Instructions to follow:
The reply should contain the full listing exactly as written and no pictures at all.

Data:
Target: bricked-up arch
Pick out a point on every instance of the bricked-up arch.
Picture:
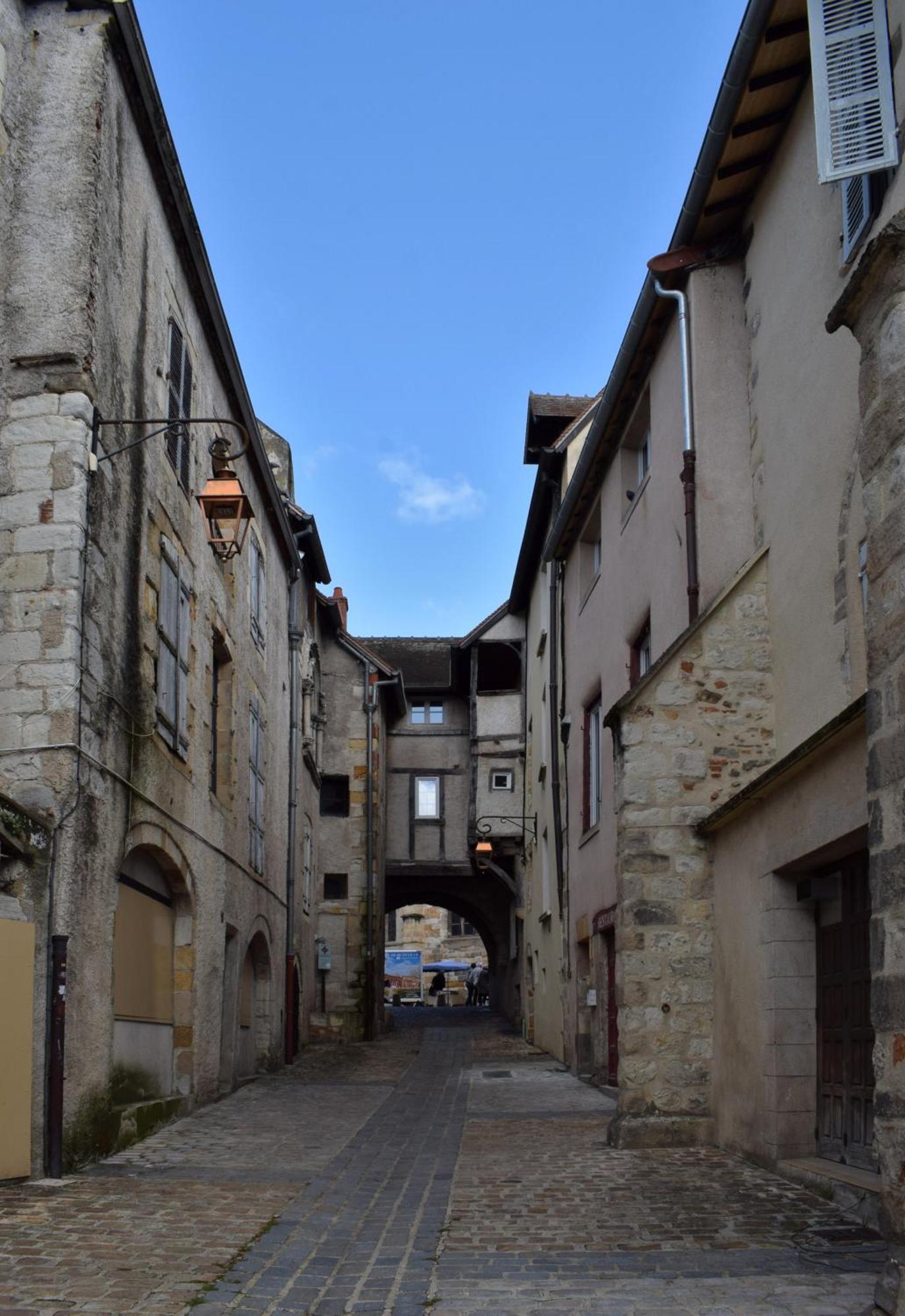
(481, 898)
(152, 848)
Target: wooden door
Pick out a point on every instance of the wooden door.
(612, 1013)
(845, 1036)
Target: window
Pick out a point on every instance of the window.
(427, 797)
(637, 455)
(180, 405)
(335, 797)
(593, 727)
(423, 714)
(336, 886)
(499, 668)
(222, 715)
(862, 572)
(640, 656)
(307, 867)
(256, 786)
(257, 592)
(174, 630)
(644, 460)
(854, 111)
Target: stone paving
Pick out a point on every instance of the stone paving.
(448, 1169)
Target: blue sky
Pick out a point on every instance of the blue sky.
(418, 211)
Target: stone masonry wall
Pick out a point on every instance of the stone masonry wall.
(874, 309)
(691, 735)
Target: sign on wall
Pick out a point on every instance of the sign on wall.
(403, 969)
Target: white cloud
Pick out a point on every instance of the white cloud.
(429, 498)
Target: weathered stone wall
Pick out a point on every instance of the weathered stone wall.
(874, 309)
(689, 736)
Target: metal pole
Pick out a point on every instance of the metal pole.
(57, 1056)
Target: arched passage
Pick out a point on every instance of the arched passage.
(256, 1006)
(153, 977)
(487, 903)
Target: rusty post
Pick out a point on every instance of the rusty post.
(57, 1056)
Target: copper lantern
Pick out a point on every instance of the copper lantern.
(227, 514)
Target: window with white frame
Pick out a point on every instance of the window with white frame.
(593, 746)
(427, 713)
(180, 405)
(257, 592)
(852, 81)
(307, 867)
(174, 619)
(427, 797)
(256, 786)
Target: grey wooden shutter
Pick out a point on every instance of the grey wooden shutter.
(174, 636)
(854, 111)
(174, 393)
(256, 788)
(168, 665)
(856, 211)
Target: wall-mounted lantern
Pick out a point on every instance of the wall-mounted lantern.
(226, 505)
(223, 501)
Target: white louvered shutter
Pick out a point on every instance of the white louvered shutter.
(856, 211)
(854, 111)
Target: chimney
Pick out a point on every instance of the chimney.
(343, 605)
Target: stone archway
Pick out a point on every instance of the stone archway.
(256, 1007)
(153, 969)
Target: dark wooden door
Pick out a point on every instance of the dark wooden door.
(612, 1013)
(845, 1036)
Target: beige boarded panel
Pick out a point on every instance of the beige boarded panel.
(16, 994)
(143, 959)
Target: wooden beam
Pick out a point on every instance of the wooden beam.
(781, 76)
(732, 203)
(781, 31)
(756, 126)
(744, 166)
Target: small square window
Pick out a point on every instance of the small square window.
(335, 797)
(427, 797)
(423, 714)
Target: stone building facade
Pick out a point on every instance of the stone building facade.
(145, 709)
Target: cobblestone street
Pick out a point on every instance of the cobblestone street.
(448, 1168)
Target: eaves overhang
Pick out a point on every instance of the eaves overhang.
(768, 69)
(132, 56)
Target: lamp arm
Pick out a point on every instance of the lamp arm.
(165, 424)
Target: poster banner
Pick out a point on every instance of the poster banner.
(403, 971)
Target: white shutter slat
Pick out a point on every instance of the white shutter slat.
(854, 109)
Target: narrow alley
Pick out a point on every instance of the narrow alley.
(448, 1168)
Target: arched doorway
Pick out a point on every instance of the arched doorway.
(256, 1005)
(152, 980)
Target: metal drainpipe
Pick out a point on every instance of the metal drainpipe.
(689, 447)
(553, 710)
(295, 638)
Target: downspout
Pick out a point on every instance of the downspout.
(689, 447)
(370, 707)
(553, 705)
(295, 639)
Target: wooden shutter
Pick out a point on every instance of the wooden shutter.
(185, 452)
(174, 635)
(854, 111)
(856, 211)
(168, 667)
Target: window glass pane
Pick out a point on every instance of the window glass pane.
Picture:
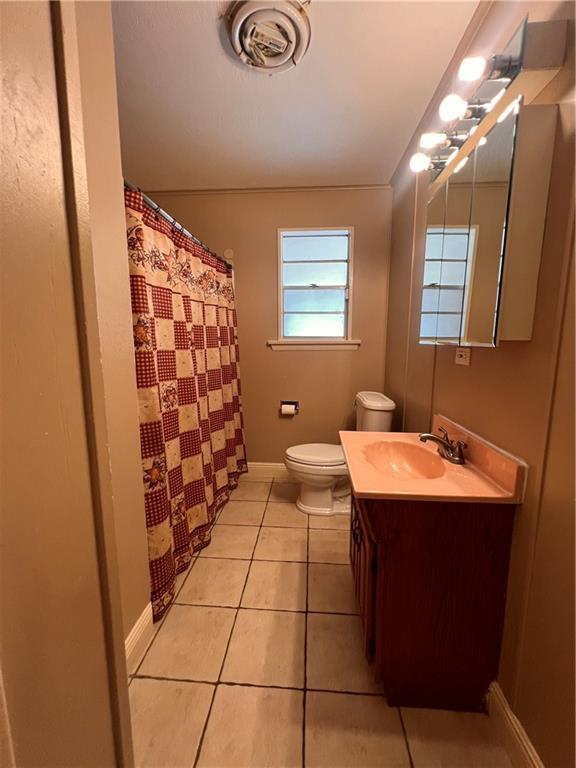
(453, 273)
(455, 246)
(434, 246)
(449, 326)
(442, 300)
(428, 326)
(432, 273)
(319, 248)
(314, 325)
(315, 274)
(314, 300)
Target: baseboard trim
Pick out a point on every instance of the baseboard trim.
(139, 639)
(263, 470)
(512, 735)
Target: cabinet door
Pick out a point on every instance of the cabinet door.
(363, 556)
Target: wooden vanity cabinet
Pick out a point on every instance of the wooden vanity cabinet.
(430, 579)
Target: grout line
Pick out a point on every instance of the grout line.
(218, 682)
(232, 684)
(404, 731)
(304, 697)
(272, 610)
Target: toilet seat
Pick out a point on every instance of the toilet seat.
(317, 455)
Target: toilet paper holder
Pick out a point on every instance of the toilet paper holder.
(289, 408)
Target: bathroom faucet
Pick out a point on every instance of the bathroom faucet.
(448, 449)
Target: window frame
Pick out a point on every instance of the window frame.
(317, 341)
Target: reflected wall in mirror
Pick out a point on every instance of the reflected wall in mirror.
(492, 178)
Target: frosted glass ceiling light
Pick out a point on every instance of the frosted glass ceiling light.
(431, 140)
(452, 107)
(472, 69)
(419, 162)
(460, 165)
(497, 68)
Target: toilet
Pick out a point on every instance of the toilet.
(321, 469)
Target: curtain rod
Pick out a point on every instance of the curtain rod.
(171, 220)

Response below:
Target: bricked-up arch
Pick out a point on every instance of the bricked-up arch.
Picture:
(481, 898)
(152, 848)
Target: wooden door
Pick out a point on every instance of the wooden door.
(612, 1013)
(845, 1036)
Target: window
Pick out a point on every instance of the window.
(427, 797)
(637, 455)
(180, 405)
(335, 797)
(593, 727)
(423, 714)
(336, 886)
(499, 668)
(222, 715)
(862, 572)
(640, 656)
(307, 867)
(256, 786)
(257, 592)
(174, 630)
(644, 460)
(854, 111)
Target: stone paving
Pick out a point on every instance of the stone paving.
(448, 1169)
Target: blue sky
Pick out a point on every instance of the blue sky.
(418, 211)
Target: stone masonry wall
Pick out a point on every instance of the stone masonry wall.
(874, 309)
(691, 735)
Target: sign on wall
Pick out a point on every instance of the sign on wall.
(403, 969)
Target: white cloud
Pick out a point on every instance of the white cloud.
(429, 498)
Target: weathered stone wall
Pick out a point on every instance of the weathered stone wall.
(874, 309)
(689, 736)
Target: metal pole
Pick out a point on every instance of the metal pole.
(57, 1056)
Target: arched passage
Pick out a point on every instance of the arched passage.
(256, 1006)
(153, 977)
(487, 903)
Target: rusty post
Pick out a point on every instance of the rusty post.
(57, 1056)
Target: copper lantern
Pick out a point on every instance of the copper lantern.
(227, 514)
Target: window with white frame
Pick out a point on every instance of the window with white frame.
(593, 746)
(427, 713)
(180, 405)
(257, 592)
(852, 81)
(307, 867)
(174, 619)
(427, 797)
(256, 786)
Target: grey wooden shutter
Pick out a point on every instance of the grey wooden shutter.
(174, 636)
(854, 111)
(174, 393)
(256, 788)
(168, 665)
(856, 211)
Target: wall-mounted lantern
Pick out a point on every instance of the wall-mounted lantern.
(226, 505)
(223, 501)
Target: white louvered shutter
Pick out a point on every instance of the white louvered shutter.
(856, 211)
(854, 111)
Target: chimney
Pick out a point on every instance of the chimney.
(343, 605)
Target: stone archway
Pick out a point on every instance of the stone archway.
(256, 1007)
(153, 969)
Target: dark wooden door
Pick out a point on every instance of the dark wooden door.
(612, 1013)
(845, 1036)
Target: beige boarded panel
Pick out a point on every instance of the beige boarded panel.
(16, 994)
(143, 959)
Target: wooden beam
Pick out a point on every instance of the wooden beam.
(781, 76)
(732, 203)
(781, 31)
(756, 126)
(744, 166)
Target: small square window
Pick out a point on every instance of the small square window.
(335, 797)
(427, 797)
(423, 714)
Target: stone building facade
Pick out a point on every instance of the stone building facade.
(145, 709)
Target: cobblestone street
Pick out a point on every instance of the cobblestone street.
(448, 1168)
Target: eaves overhang
Pick out a point on every instance of the eaves overhang.
(768, 69)
(132, 56)
Target: lamp arm
Pick out a point on every instance of the lamp arm.
(165, 424)
Target: poster banner
Pick out a point on every instance of the poster banner.
(403, 971)
Target: white shutter slat
Pick out a point on every instance of the white shutter slat.
(854, 109)
Target: narrow alley
Pick out a point on every instance of the narrow alley.
(448, 1168)
Target: arched doorway
Pick out a point on every instance of the arched doorway.
(256, 1005)
(152, 980)
Target: metal drainpipe
Pick out a point on every instance of the metal drainpipe.
(689, 447)
(553, 710)
(295, 638)
Target: downspout
Pick out a point on every instance of the downspout.
(689, 447)
(370, 707)
(553, 705)
(295, 639)
Target: wooden shutter
Pick out a point on every instance of the wooden shutter.
(185, 452)
(174, 635)
(854, 111)
(856, 211)
(168, 667)
Target: window glass pane
Pick out a point on every instance of the window glass pane.
Picture:
(453, 273)
(455, 246)
(434, 246)
(449, 326)
(442, 300)
(428, 326)
(432, 273)
(319, 248)
(314, 325)
(315, 274)
(314, 300)
Target: baseboard trim
Pick out a point on every instance of the baseboard trim.
(139, 639)
(263, 470)
(512, 735)
Target: cabinet door
Pick out a point on every instance of the cabinet door.
(363, 556)
Target: wooden vanity cabinet
Pick out a point on every instance of the wooden vanity cabinet.
(430, 579)
Target: grout line
Pick out a point on every instance of the grout line.
(218, 682)
(232, 684)
(404, 731)
(304, 697)
(272, 610)
Target: toilet seat
Pick out a point on every instance of the toilet seat.
(317, 455)
Target: toilet paper holder
Pick out a point on every instance of the toilet paper holder.
(289, 408)
Target: bathroom faucet
Pick out a point on every instance of the bathroom faucet.
(448, 449)
Target: window frame
Pick out a point on every instance of the window frame.
(317, 341)
Target: reflected wall in mirror
Pick out a point on every instance of the reflected wall in mirror.
(492, 178)
Target: frosted glass ceiling light
Pick out a point on every instance of the frosted glass ceiling light.
(431, 140)
(452, 107)
(472, 69)
(419, 162)
(460, 165)
(497, 68)
Target: toilet
Pick out a point on every instance of the toilet.
(321, 469)
Target: curtain rod
Pick out a point on every instance of the curtain rod.
(171, 220)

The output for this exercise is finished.